**GIVEN ENTRIES:**
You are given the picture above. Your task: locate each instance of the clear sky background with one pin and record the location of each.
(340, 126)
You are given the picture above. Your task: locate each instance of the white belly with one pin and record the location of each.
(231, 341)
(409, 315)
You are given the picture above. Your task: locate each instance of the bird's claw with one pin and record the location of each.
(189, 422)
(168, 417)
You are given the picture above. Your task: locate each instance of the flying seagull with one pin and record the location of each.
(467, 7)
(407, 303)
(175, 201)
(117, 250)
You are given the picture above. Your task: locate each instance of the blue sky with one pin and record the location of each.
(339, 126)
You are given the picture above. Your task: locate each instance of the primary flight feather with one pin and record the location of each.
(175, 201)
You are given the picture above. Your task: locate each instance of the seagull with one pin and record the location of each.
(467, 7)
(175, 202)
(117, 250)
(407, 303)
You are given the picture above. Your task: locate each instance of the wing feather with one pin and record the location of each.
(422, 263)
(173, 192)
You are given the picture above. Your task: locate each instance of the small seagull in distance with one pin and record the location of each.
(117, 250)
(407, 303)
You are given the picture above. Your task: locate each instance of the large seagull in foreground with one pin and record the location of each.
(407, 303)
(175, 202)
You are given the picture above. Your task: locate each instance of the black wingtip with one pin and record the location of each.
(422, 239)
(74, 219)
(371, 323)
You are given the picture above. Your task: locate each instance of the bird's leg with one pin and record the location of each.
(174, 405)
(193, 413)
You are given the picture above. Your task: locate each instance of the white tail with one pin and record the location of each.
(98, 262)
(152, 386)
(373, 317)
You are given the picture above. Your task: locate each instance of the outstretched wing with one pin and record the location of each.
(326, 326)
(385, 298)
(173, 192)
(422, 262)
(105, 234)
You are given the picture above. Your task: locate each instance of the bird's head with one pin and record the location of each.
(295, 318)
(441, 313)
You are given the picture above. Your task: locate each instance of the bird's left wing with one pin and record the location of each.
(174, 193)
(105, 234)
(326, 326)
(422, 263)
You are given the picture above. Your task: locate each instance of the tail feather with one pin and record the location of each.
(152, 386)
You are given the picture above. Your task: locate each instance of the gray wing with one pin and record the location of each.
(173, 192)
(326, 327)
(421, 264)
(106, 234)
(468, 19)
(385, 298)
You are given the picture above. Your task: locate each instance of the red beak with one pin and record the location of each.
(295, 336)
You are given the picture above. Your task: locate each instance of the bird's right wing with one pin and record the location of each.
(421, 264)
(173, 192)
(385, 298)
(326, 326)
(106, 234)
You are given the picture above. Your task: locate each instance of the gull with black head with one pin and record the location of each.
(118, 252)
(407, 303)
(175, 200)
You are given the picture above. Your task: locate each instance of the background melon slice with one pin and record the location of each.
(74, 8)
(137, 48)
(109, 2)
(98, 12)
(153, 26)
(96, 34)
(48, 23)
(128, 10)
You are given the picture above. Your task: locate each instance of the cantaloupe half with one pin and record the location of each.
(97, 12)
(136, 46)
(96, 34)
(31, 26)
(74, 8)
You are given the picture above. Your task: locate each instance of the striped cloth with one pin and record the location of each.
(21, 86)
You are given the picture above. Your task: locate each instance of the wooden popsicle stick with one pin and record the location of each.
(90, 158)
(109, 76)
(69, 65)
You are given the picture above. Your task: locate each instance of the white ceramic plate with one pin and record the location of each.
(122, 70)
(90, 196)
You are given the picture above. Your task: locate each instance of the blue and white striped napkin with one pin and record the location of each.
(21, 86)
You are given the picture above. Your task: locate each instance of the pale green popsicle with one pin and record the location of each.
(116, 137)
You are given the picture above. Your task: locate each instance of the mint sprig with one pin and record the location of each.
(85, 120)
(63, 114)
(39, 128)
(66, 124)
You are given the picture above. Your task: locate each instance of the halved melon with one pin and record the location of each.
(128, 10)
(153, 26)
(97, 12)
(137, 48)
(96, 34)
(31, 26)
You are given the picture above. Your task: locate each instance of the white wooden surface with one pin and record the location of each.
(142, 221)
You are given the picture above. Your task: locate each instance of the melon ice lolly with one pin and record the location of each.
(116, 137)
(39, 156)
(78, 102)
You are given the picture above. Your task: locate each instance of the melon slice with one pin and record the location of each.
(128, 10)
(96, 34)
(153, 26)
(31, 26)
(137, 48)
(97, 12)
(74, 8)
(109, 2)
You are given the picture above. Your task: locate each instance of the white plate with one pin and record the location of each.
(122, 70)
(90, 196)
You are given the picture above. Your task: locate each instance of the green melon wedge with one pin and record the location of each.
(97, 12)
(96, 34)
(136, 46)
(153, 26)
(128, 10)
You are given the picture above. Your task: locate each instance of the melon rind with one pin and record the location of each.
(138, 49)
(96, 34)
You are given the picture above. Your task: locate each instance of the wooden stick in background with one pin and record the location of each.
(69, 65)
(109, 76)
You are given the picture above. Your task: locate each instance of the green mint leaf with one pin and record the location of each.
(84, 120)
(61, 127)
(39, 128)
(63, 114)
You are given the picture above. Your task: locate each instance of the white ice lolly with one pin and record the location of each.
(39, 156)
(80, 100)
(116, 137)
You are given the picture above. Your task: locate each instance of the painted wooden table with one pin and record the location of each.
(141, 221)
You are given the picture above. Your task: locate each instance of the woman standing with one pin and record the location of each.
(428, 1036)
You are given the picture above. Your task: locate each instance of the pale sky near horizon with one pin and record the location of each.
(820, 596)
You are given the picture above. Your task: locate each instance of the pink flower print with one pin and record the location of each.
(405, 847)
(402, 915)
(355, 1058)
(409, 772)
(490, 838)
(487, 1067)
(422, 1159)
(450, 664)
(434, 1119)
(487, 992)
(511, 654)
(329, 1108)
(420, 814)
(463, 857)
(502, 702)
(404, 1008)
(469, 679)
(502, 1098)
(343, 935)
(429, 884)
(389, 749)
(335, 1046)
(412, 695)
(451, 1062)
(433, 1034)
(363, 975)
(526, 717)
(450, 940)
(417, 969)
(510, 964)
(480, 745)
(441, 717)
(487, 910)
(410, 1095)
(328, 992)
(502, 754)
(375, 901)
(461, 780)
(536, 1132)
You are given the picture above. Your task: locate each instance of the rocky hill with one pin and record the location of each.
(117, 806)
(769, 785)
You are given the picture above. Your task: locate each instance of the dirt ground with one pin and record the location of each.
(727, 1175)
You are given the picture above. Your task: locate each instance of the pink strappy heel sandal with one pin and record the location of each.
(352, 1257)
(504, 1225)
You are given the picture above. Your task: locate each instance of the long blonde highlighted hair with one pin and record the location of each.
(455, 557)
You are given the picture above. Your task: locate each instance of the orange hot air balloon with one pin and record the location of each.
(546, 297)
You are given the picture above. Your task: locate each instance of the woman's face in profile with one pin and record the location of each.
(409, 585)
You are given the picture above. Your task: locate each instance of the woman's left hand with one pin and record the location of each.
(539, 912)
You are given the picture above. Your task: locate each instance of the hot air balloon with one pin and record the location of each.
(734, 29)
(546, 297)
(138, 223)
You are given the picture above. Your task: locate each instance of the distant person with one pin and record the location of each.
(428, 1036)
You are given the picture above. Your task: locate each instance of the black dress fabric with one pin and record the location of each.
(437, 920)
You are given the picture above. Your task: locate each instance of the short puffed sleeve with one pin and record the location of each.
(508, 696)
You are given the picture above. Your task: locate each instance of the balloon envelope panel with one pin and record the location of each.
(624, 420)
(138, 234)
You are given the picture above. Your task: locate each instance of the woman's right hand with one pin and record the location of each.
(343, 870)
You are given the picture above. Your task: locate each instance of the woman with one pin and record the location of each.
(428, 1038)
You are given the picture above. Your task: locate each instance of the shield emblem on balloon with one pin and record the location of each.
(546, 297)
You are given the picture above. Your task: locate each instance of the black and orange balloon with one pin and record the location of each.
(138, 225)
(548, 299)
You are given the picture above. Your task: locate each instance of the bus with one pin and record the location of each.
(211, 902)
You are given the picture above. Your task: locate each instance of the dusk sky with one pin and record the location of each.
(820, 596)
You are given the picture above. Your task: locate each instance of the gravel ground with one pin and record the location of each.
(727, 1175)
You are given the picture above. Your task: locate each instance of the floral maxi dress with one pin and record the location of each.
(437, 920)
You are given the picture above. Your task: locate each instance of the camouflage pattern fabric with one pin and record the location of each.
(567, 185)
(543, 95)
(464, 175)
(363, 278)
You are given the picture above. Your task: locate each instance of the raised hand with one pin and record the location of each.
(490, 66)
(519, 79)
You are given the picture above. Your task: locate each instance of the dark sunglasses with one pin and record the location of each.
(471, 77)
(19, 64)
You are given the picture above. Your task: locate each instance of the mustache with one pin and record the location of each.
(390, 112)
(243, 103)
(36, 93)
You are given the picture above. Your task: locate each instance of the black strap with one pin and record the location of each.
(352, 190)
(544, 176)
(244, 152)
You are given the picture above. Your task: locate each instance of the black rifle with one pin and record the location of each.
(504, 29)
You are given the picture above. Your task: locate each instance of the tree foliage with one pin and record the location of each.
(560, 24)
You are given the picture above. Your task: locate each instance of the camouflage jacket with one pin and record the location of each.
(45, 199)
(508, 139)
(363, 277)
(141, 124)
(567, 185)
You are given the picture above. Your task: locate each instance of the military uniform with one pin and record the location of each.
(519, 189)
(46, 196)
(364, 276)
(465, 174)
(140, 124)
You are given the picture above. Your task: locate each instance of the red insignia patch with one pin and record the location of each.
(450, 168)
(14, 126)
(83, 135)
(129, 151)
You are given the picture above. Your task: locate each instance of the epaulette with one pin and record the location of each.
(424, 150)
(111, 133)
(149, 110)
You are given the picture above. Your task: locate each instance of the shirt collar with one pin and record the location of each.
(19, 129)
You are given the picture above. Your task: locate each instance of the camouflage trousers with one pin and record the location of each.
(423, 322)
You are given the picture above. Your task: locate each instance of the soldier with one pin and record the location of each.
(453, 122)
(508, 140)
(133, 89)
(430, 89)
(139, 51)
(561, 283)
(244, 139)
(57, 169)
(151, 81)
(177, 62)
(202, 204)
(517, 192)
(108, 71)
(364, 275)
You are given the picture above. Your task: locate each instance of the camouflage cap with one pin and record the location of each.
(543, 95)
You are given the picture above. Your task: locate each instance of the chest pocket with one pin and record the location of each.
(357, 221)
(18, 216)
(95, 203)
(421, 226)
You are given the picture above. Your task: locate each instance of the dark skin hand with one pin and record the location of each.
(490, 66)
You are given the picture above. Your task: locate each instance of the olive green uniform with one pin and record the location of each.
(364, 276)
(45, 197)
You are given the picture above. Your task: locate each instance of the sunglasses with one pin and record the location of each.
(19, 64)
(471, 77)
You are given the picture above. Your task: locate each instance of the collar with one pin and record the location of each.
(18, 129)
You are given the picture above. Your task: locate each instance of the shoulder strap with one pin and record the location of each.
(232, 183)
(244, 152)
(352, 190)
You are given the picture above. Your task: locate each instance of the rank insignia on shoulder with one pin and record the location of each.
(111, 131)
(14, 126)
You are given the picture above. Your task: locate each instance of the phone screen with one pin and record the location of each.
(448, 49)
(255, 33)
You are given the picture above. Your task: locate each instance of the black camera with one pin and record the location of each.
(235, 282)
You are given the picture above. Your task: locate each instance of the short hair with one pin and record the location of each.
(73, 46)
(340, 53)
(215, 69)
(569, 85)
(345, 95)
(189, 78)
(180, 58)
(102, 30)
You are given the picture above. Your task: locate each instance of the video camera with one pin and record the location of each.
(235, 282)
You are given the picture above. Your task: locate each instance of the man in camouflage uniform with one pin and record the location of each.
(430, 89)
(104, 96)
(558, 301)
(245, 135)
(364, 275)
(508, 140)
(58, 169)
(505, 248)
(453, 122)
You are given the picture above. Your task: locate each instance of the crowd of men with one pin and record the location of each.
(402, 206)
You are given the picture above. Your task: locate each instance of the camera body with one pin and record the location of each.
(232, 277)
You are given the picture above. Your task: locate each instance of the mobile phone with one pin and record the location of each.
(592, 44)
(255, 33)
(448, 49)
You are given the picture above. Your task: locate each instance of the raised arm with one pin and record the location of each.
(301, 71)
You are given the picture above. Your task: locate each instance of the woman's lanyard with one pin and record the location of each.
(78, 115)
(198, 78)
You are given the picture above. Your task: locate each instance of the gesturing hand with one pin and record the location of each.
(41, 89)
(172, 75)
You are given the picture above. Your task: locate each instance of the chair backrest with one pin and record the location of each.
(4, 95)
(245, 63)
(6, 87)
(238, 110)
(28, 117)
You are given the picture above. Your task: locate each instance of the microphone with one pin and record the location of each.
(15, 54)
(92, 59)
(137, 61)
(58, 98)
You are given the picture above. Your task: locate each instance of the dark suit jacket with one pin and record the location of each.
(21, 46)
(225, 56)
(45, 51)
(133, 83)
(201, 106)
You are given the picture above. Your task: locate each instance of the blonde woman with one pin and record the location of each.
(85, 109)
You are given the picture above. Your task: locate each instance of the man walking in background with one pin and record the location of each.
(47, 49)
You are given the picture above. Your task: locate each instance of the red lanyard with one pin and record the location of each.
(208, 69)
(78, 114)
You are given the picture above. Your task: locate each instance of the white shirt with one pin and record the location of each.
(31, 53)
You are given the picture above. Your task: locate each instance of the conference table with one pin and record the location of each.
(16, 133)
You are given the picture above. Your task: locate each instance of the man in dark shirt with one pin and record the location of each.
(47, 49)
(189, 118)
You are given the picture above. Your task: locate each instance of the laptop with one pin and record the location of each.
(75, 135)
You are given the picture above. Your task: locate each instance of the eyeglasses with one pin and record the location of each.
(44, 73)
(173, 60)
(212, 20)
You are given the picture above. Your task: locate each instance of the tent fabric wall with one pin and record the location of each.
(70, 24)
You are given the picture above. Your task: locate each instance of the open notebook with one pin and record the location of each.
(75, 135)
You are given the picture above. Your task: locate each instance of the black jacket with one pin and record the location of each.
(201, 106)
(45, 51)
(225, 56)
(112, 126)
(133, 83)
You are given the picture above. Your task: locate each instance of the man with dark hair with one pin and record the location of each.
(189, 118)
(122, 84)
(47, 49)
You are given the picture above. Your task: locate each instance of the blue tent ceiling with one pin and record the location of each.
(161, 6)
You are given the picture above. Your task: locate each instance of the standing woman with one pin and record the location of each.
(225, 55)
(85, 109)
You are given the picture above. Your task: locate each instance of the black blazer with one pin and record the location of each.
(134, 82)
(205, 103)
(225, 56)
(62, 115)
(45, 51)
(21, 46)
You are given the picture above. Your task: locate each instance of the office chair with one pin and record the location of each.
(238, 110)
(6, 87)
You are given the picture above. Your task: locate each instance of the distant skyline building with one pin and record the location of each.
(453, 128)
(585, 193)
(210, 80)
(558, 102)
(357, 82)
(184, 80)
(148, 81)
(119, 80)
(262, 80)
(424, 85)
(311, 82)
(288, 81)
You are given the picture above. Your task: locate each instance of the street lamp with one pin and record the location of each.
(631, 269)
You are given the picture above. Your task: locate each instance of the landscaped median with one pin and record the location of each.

**WHAT YOU NEED TO DO:**
For this exercise, please copy exactly the lines from the one holding "the distant skyline" through the end of the records, the first and last included.

**ANSWER TO THE PROBLEM:**
You are given the picture above. Your task: locate each instance of the distant skyline building with one pin and record the location of each.
(453, 128)
(585, 193)
(210, 80)
(558, 102)
(357, 82)
(184, 80)
(148, 81)
(119, 80)
(262, 80)
(424, 85)
(311, 82)
(288, 81)
You are given the picture above. Your task: locate each instance of the street lamp with one pin and record the location of each.
(631, 269)
You are given the picture above. Your task: locate each instance of the landscaped median with one pin and record the location of each.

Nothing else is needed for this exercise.